> _Set task_
Reproduce all of the entries below, substituting "Goal" for every occurrence of "Objective" and leaving everything else unchanged.

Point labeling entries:
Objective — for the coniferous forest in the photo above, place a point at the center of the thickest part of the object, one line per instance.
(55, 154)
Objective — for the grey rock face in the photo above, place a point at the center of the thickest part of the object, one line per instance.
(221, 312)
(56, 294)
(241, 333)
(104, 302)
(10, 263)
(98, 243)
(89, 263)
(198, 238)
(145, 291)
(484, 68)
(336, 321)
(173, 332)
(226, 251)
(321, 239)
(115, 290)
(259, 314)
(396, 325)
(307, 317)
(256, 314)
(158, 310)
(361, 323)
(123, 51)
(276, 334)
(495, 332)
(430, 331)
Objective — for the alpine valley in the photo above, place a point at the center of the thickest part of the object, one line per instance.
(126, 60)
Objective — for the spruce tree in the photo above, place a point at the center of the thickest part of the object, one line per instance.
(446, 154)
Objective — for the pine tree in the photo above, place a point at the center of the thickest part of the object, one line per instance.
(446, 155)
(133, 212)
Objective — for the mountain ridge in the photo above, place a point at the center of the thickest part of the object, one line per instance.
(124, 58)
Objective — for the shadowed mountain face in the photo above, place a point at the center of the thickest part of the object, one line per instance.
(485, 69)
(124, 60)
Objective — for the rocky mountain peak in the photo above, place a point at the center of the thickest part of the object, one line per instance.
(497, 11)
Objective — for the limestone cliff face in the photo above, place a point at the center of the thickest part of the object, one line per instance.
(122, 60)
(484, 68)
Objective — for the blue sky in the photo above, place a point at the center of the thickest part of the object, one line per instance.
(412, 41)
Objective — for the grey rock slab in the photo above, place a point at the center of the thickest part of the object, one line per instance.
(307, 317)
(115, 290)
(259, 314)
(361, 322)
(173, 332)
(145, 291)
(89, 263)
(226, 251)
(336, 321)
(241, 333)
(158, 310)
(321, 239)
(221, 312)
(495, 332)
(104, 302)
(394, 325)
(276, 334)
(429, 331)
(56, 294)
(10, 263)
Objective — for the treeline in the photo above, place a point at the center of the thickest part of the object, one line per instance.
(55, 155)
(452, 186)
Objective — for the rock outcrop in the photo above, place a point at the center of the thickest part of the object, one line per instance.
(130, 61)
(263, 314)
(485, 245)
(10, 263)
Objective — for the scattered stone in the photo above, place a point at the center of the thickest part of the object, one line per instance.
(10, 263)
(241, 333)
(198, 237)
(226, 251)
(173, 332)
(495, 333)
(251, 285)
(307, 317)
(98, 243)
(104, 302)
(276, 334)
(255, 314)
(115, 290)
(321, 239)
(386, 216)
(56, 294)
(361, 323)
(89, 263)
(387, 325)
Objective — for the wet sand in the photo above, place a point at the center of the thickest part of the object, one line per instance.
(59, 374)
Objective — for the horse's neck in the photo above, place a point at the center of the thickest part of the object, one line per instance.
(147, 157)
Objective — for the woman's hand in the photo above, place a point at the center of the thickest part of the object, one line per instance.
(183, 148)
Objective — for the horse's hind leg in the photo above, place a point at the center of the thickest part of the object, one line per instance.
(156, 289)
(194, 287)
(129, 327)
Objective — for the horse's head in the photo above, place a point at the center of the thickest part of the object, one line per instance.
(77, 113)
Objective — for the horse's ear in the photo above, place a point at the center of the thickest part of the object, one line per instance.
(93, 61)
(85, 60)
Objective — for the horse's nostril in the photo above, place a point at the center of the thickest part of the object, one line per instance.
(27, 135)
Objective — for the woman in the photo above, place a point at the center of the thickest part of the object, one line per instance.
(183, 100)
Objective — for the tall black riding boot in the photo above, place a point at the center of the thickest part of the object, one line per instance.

> _The answer_
Goal — for the coniferous forest in the photo above, place a point at the center of the thickest part of the object, one line per instance.
(55, 154)
Goal — for the grey rock face in the photo above, place a point at the center of the thickest part of the object, one line per instance.
(221, 312)
(56, 294)
(241, 333)
(104, 302)
(10, 263)
(98, 243)
(89, 263)
(198, 238)
(145, 291)
(484, 68)
(336, 321)
(173, 332)
(226, 251)
(321, 239)
(115, 290)
(259, 314)
(396, 325)
(307, 317)
(256, 314)
(158, 310)
(361, 323)
(123, 51)
(276, 334)
(495, 332)
(430, 331)
Goal — for the alpine valley in the photo above, place a point at the center of the thickest part of the object, one line per instance.
(126, 60)
Goal — for the spruce tree in the photo above, place a point at the center of the thickest part of the object, one line per instance.
(446, 154)
Goal — for the pine tree in the photo above, place a point at the center of the thickest part of the object, one line per instance.
(446, 155)
(133, 212)
Goal — for the mountain ridge in the photo above, place a point at the center of the thickest part of the object, one line per instance.
(124, 58)
Goal — for the shadowed mountain face in the photo above, place a point at the center of the thickest part of the object, one line per instance.
(485, 69)
(124, 60)
Goal — for the rocky mountain peak in the photo above, place a point at the center of the thickest part of the object, one line per instance.
(497, 11)
Goal — for the limestone cliff face in the photo above, place a point at the center of the thickest part of the object, one line per instance.
(122, 60)
(484, 68)
Goal — for the blue sky in the photo above, place a point at the center of the thickest part of the object, one line per instance.
(412, 41)
Goal — for the grey rock slab in the photo above, place a point at the center of the thickest part of the object, one line per instance.
(307, 317)
(115, 290)
(259, 314)
(361, 322)
(173, 332)
(145, 291)
(89, 263)
(226, 251)
(336, 321)
(241, 333)
(158, 310)
(321, 239)
(221, 312)
(495, 332)
(104, 302)
(394, 325)
(276, 334)
(429, 331)
(56, 294)
(10, 263)
Goal — for the treeline in the photo above, place a point at the center of the thickest part of the object, one line per instance.
(55, 155)
(452, 186)
Goal — for the rock outcrop in the photo above, place a point at the center of the thickest part of the object, one line per instance.
(130, 61)
(263, 314)
(485, 245)
(10, 263)
Goal — for the scattered stone in the photo above, place a point at the center of the thickest part of the object, one line per instance.
(10, 263)
(241, 333)
(198, 237)
(226, 251)
(173, 332)
(495, 333)
(251, 285)
(307, 317)
(98, 243)
(104, 302)
(276, 334)
(255, 314)
(115, 290)
(321, 239)
(386, 216)
(56, 294)
(361, 323)
(89, 263)
(387, 325)
Goal — for the wet sand in the photo above, place a point at the center of the thickest part of the object, one line per instance.
(59, 374)
Goal — for the horse's neck in the photo above, place a point at the center of the thickest part of the object, one line per instance.
(147, 157)
Goal — for the woman's hand in the photo above, place a point at the center of the thickest part of the object, one line per instance.
(183, 148)
Goal — for the horse's hind leg in the photo above, place a point at the center of the thickest part of the object, one line per instance.
(156, 289)
(194, 287)
(129, 327)
Goal — for the horse's head in the photo above, place a point at the center of the thickest part of the object, one line per instance.
(77, 113)
Goal — for the horse's ear in the photo above, place a point at the center of the thickest part of the object, one line per instance.
(93, 61)
(85, 60)
Goal — for the horse's nostril in the photo above, place a point at the center of the thickest part of the object, one line per instance.
(27, 135)
Goal — for the woman in the photo above, place a point at the center of the thickest part of the object, one line per instance.
(183, 100)
Goal — for the tall black riding boot in the photo above, place a point at the center of the thickest part of the object, one line per instance.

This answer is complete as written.